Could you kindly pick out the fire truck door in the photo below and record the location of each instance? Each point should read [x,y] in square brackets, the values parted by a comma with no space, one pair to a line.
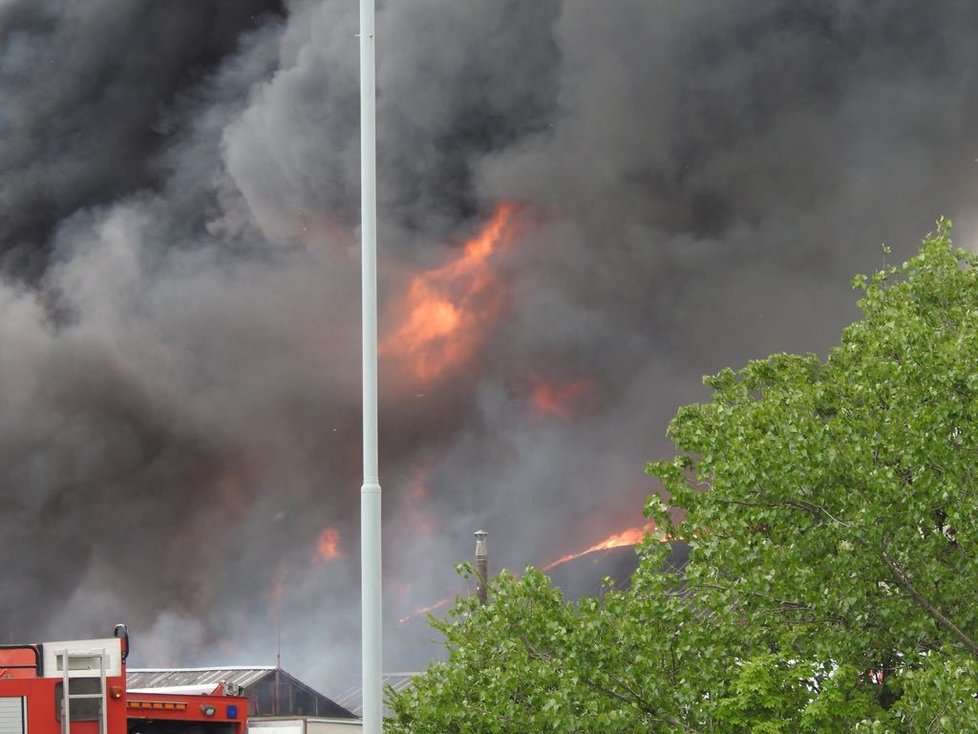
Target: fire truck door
[13,715]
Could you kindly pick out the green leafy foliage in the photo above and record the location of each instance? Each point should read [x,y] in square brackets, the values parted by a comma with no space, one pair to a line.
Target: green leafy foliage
[831,510]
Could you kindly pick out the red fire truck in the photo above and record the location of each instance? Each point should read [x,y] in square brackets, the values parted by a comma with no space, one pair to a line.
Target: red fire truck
[79,687]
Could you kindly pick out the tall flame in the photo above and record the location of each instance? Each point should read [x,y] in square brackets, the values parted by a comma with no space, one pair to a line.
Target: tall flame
[561,399]
[447,306]
[328,544]
[631,536]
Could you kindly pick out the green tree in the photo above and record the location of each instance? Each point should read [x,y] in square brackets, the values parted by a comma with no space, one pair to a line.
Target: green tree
[831,511]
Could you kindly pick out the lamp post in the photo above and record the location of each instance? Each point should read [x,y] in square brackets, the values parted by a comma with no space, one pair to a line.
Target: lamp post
[370,556]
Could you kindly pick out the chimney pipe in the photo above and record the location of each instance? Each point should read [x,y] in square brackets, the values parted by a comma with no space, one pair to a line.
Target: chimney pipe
[481,565]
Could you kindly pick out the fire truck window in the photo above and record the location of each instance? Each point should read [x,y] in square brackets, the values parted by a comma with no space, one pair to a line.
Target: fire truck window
[83,709]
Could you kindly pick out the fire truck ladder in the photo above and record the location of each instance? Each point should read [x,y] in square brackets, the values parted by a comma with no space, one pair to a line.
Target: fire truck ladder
[77,665]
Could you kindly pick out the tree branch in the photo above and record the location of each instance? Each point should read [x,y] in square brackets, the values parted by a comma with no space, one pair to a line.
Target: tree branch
[903,579]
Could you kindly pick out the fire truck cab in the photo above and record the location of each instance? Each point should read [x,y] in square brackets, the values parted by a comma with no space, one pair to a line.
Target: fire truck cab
[79,687]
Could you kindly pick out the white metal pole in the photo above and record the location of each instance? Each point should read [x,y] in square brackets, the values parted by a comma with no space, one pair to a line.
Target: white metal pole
[370,556]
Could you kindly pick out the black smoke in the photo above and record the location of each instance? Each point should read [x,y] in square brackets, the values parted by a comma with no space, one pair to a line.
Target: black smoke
[179,341]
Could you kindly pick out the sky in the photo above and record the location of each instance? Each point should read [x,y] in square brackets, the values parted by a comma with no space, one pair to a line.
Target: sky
[583,209]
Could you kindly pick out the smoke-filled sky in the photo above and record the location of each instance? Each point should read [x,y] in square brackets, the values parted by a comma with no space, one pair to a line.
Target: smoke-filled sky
[675,187]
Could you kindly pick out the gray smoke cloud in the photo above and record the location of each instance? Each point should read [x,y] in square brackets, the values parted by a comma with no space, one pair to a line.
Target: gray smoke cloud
[179,339]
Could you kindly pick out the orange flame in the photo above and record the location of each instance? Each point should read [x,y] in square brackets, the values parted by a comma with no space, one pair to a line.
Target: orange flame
[417,515]
[632,536]
[446,306]
[561,399]
[328,545]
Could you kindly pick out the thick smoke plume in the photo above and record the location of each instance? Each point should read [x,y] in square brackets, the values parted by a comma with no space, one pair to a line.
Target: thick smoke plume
[694,184]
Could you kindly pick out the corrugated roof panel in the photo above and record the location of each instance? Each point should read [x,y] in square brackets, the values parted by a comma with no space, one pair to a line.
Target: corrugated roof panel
[166,677]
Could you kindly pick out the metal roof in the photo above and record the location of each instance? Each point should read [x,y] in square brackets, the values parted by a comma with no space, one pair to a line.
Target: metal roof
[169,677]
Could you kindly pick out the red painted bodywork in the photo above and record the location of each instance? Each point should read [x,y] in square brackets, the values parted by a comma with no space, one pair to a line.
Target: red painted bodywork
[22,675]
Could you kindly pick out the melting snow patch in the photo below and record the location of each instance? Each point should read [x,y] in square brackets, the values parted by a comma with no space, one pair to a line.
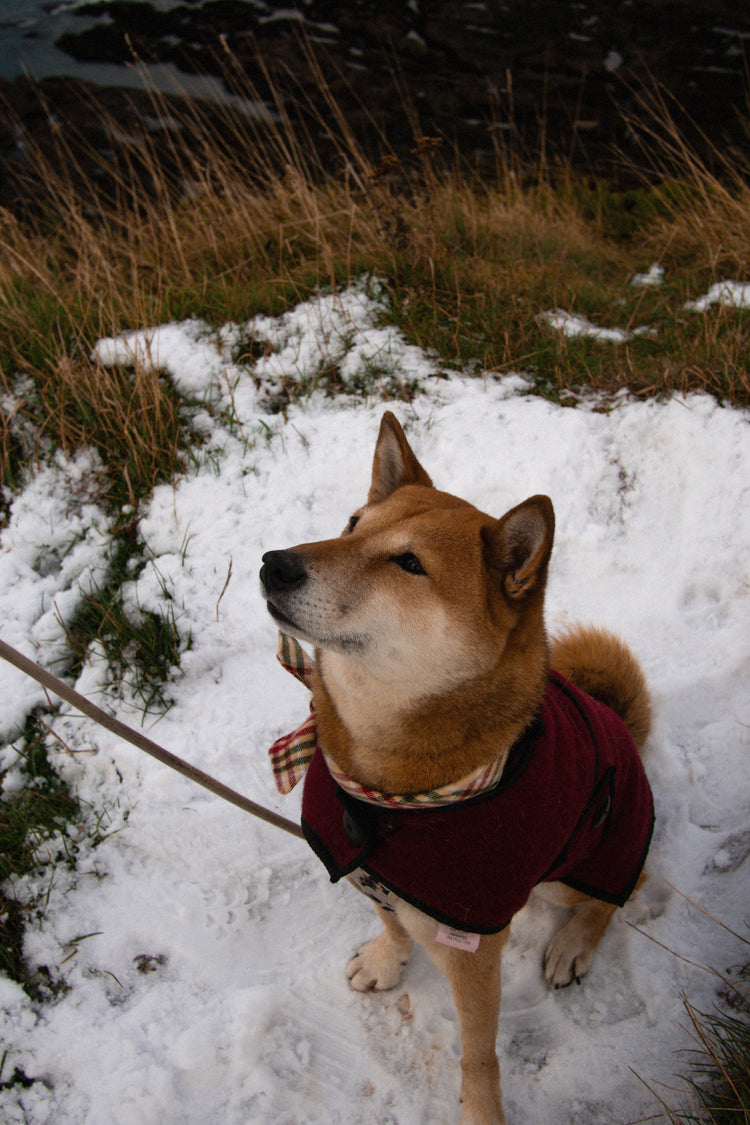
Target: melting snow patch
[571,325]
[729,294]
[654,275]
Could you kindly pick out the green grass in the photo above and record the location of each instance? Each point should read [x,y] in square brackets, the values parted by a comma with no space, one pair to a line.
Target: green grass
[468,267]
[39,831]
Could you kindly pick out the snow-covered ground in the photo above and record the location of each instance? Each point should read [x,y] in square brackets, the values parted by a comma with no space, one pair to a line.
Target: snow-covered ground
[204,951]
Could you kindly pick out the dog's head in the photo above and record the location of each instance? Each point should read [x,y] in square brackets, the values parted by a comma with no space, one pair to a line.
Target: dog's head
[418,578]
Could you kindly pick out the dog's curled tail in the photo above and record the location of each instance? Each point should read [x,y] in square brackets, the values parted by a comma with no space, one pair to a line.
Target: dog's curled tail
[599,663]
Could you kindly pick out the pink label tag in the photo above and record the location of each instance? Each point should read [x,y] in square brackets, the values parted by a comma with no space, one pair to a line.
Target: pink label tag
[457,938]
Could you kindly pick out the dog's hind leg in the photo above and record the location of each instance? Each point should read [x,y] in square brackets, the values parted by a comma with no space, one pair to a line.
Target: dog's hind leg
[570,952]
[475,980]
[378,965]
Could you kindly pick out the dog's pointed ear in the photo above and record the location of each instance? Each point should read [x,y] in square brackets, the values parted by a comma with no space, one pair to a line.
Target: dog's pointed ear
[395,464]
[520,546]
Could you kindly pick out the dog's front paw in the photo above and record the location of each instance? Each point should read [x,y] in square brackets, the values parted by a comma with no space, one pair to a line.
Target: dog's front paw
[378,965]
[568,956]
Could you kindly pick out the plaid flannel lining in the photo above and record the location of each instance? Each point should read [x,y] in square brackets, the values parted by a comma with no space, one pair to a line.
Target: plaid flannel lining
[291,754]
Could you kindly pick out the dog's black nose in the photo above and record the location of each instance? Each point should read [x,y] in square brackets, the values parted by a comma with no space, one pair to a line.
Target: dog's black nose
[281,570]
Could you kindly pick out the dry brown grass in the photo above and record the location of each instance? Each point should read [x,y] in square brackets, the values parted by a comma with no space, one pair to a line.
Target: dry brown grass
[232,214]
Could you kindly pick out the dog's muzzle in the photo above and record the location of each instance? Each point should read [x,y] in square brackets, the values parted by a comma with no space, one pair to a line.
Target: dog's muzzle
[282,572]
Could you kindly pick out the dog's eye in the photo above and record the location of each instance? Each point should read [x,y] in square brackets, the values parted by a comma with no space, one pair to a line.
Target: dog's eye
[409,563]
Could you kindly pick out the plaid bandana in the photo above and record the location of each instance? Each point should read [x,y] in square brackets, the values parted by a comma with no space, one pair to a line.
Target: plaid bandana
[291,755]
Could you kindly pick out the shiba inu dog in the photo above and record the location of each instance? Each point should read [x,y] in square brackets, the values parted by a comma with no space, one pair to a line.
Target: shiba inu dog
[448,770]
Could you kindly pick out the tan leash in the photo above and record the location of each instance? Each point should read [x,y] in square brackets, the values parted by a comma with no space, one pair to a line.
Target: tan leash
[81,703]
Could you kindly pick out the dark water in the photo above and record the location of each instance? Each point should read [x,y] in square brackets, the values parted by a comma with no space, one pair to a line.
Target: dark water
[477,73]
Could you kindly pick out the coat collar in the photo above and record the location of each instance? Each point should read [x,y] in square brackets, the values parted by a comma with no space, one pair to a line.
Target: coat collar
[291,754]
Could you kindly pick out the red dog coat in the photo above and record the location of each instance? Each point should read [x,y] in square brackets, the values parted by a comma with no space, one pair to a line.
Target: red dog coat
[574,804]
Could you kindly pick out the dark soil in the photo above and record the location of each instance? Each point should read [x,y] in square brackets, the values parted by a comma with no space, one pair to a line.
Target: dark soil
[563,78]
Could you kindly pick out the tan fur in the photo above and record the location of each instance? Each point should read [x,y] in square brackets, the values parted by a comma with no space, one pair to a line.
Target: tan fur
[422,676]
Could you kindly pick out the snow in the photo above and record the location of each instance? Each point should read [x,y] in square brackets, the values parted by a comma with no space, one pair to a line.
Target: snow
[571,324]
[204,951]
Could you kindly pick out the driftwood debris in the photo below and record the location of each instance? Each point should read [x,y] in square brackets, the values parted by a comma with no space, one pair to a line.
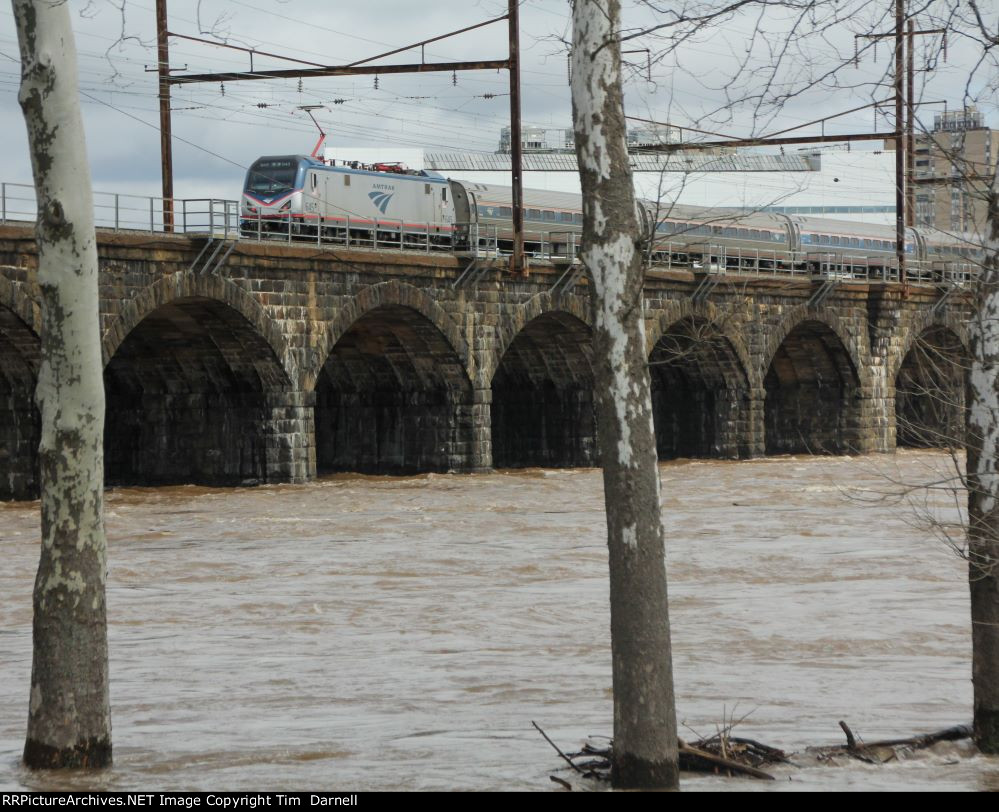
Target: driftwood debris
[724,754]
[885,750]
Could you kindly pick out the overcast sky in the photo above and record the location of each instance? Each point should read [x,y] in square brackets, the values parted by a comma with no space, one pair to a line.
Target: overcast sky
[221,130]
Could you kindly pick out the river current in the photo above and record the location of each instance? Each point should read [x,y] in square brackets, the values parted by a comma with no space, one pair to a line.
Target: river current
[365,633]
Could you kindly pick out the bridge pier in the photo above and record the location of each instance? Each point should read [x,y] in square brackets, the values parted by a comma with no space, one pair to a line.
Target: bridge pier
[290,437]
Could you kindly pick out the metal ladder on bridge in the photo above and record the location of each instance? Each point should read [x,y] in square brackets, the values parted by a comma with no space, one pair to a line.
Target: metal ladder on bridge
[212,261]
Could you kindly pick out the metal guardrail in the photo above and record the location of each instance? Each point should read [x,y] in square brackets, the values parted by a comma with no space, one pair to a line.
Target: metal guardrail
[221,218]
[124,212]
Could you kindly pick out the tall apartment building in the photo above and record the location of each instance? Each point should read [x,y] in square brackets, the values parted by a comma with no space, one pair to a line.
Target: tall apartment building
[954,166]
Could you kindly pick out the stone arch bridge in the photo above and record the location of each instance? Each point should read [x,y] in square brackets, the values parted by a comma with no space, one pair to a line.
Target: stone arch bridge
[289,361]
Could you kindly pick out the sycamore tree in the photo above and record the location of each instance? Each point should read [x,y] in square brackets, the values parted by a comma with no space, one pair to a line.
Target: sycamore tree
[645,740]
[755,63]
[69,719]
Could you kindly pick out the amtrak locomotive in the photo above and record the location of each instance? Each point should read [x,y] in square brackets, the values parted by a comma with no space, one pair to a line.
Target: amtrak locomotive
[388,205]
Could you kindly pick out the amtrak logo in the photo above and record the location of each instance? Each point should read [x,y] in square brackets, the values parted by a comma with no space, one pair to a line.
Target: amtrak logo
[380,199]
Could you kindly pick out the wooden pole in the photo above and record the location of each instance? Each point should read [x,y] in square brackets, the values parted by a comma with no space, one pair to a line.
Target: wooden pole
[166,151]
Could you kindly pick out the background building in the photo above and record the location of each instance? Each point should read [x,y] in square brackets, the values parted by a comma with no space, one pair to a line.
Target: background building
[954,167]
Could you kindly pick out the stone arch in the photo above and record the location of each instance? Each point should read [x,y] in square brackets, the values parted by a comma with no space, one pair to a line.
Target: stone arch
[701,389]
[20,424]
[814,384]
[197,390]
[514,321]
[929,376]
[541,411]
[854,345]
[678,310]
[920,324]
[383,294]
[180,286]
[14,298]
[392,393]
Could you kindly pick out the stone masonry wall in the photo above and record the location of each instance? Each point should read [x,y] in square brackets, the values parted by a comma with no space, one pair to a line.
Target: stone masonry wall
[288,360]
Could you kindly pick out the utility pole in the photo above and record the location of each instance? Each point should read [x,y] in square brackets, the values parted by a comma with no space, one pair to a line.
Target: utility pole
[166,136]
[517,264]
[362,67]
[910,118]
[899,138]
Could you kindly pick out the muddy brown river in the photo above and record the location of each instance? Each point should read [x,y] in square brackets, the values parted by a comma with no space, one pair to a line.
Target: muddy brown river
[365,633]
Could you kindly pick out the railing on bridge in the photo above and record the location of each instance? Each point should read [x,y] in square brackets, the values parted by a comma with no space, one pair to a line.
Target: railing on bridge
[222,219]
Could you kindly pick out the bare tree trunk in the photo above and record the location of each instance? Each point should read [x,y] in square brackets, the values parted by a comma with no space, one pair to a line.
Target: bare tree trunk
[983,486]
[69,718]
[645,736]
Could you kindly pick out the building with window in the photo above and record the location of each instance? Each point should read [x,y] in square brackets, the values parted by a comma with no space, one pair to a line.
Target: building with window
[954,165]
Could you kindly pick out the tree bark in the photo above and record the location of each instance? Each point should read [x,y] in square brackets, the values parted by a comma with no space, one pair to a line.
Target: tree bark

______________________________

## DIRECTIONS
Give back exactly the lines beginning at the one with "Could you kindly pick out the bare" and ending at the final line of the material; both boundary lines belong in it.

## EXERCISE SOLUTION
Could you kindly pick out the bare tree trunk in the photo above and record the location of each instance? Each point should read [x,y] in square brackets, the values parted by a comma with no space, one pair to a line.
Target: bare tree trunk
[983,486]
[69,718]
[645,736]
Could you kindly pick out the building with window in the photo above and record the location of each instance? Each point should read [x,y] in square brackets, the values parted by a comma with no space, one pair to a line.
Target: building with window
[954,165]
Could you kindly pick out the tree bark in the photo above and record the location of each instance? Each point should read [x,y] in square brackets, the values parted by a comma with no space, one pair to a line.
Target: tree bark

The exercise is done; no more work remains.